Leave out the pictures and repeat every record exactly.

___ Data for this task

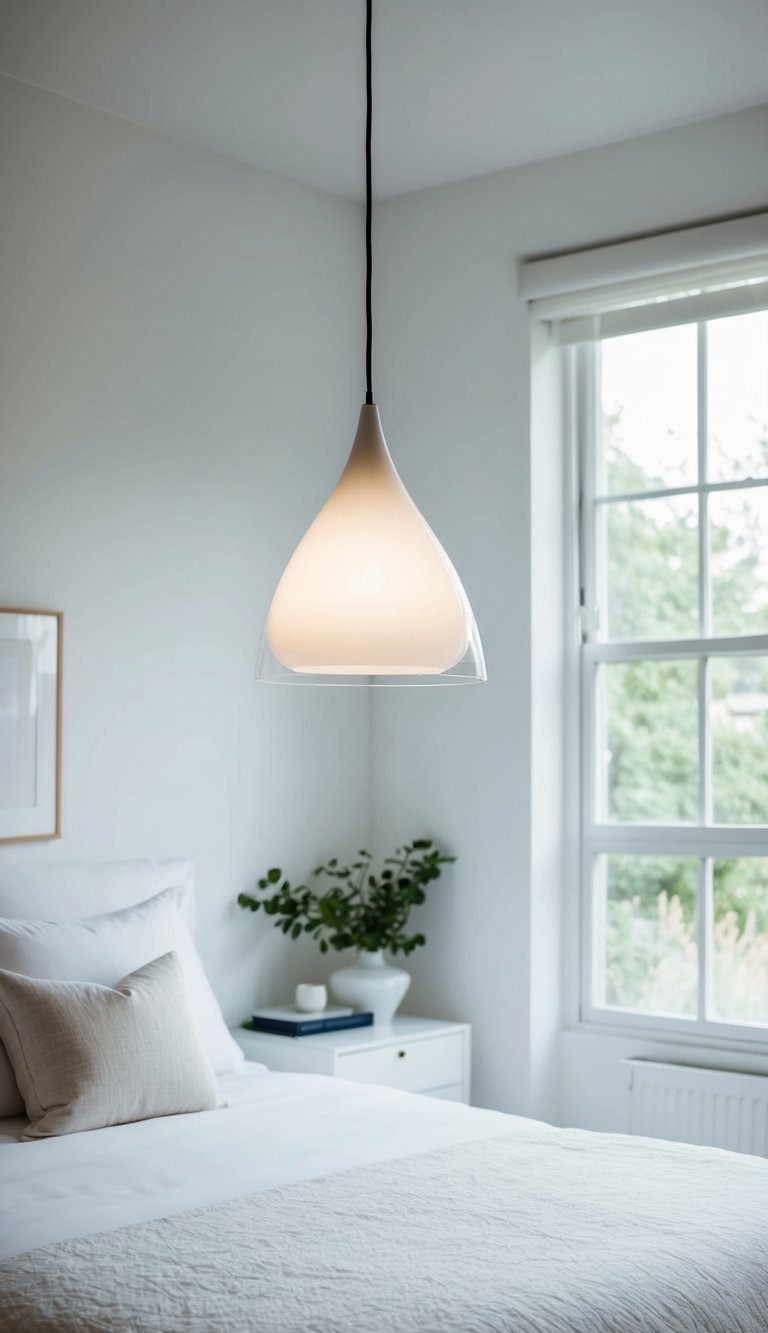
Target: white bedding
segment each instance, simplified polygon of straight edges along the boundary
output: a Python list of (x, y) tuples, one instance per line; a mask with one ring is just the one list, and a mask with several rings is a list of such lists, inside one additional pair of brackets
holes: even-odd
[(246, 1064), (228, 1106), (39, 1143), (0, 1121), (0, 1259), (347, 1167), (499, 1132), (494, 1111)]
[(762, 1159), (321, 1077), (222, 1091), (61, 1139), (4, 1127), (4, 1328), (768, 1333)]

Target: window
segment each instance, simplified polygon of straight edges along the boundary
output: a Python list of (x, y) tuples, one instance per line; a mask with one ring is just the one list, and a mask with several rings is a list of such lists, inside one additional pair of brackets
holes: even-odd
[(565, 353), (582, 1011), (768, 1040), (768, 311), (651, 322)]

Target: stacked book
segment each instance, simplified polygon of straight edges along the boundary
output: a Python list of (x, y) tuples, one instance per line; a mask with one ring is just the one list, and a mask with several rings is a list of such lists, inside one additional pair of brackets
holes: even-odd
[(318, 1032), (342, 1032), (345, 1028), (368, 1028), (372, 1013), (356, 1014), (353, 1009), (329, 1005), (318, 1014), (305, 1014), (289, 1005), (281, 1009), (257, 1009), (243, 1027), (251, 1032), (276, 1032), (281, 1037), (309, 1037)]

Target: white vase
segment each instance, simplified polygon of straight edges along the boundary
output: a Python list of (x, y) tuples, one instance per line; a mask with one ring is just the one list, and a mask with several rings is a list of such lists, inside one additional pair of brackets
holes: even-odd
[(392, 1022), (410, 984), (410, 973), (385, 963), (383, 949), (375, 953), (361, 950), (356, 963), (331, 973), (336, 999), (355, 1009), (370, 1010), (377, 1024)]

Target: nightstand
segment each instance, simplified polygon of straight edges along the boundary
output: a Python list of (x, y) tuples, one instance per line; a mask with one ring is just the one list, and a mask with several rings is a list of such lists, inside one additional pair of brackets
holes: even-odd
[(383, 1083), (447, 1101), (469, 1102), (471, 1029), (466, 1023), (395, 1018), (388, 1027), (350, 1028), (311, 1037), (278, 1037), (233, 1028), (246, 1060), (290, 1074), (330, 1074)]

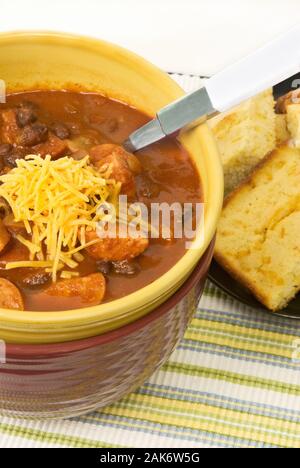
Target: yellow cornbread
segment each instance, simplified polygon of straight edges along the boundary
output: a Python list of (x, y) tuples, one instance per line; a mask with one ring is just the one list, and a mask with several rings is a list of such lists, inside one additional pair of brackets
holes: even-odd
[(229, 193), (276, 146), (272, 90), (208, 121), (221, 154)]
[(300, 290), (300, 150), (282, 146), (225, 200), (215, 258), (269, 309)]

______

• _Your solution_
Target: white bedding
segment each instance, simplified polygon of straight edges along the boundary
output: a Python list of (x, y) tuples, one instance per line; a mask with one ring is just the one list, and a mask with several rings is a list of such lists, inside one additional pair of brackets
holes: even-odd
[(246, 1064), (228, 1106), (39, 1143), (0, 1121), (0, 1259), (347, 1167), (499, 1132), (494, 1111)]
[(762, 1159), (321, 1077), (222, 1091), (61, 1139), (4, 1127), (4, 1328), (768, 1333)]

Target: window
segment each instance, simplified polygon of straight edges along the boundary
output: a Python list of (x, y) tuples, one instance per line; a mask with one ring is just the one list, and a mask with several rings is a list of such lists, inside one additional pair of brackets
holes: even-odd
[(565, 353), (582, 1011), (768, 1040), (768, 311), (651, 322)]

Target: stacked book
segment each instance, simplified polygon of straight edges along the boundary
output: a Python list of (x, y) tuples, one instance per line; a mask with one ring is just the one list, and a mask with several rings is a list of such lists, inside one additional pair of brackets
holes: even-odd
[(318, 1032), (342, 1032), (345, 1028), (368, 1028), (372, 1013), (356, 1014), (353, 1009), (329, 1005), (318, 1014), (305, 1014), (289, 1005), (281, 1009), (257, 1009), (243, 1027), (251, 1032), (276, 1032), (281, 1037), (309, 1037)]

Target: white vase
segment each instance, simplified polygon of straight edges along the boundary
output: a Python list of (x, y) tuples, one instance per line; a mask with one ring is just the one list, and a mask with several rings is a list of such lists, inside one additional pair of brackets
holes: even-odd
[(392, 1022), (410, 984), (410, 973), (385, 963), (383, 949), (375, 953), (361, 950), (356, 963), (331, 973), (336, 999), (355, 1009), (370, 1010), (377, 1024)]

Target: nightstand
segment each instance, simplified polygon of straight edges along the boundary
output: a Python list of (x, y) tuples, one instance per line; a mask with one ring is just the one list, and a mask with several rings is a list of such lists, inside one additional pair of brackets
holes: even-odd
[(383, 1083), (447, 1101), (469, 1102), (471, 1029), (466, 1023), (395, 1018), (388, 1027), (350, 1028), (311, 1037), (278, 1037), (233, 1028), (246, 1060), (290, 1074), (330, 1074)]

Target: yellow cornbread
segment each instance, simplified polygon of straight edges along the boundary
output: a Python list of (x, y) tuples, one instance per line; a mask with one ring is just the one list, and a mask with several rings is a list of such lists, inside one additional pair of brackets
holes: even-odd
[(229, 193), (276, 146), (272, 90), (208, 121), (221, 154)]
[(300, 290), (300, 150), (282, 146), (225, 200), (215, 258), (269, 309)]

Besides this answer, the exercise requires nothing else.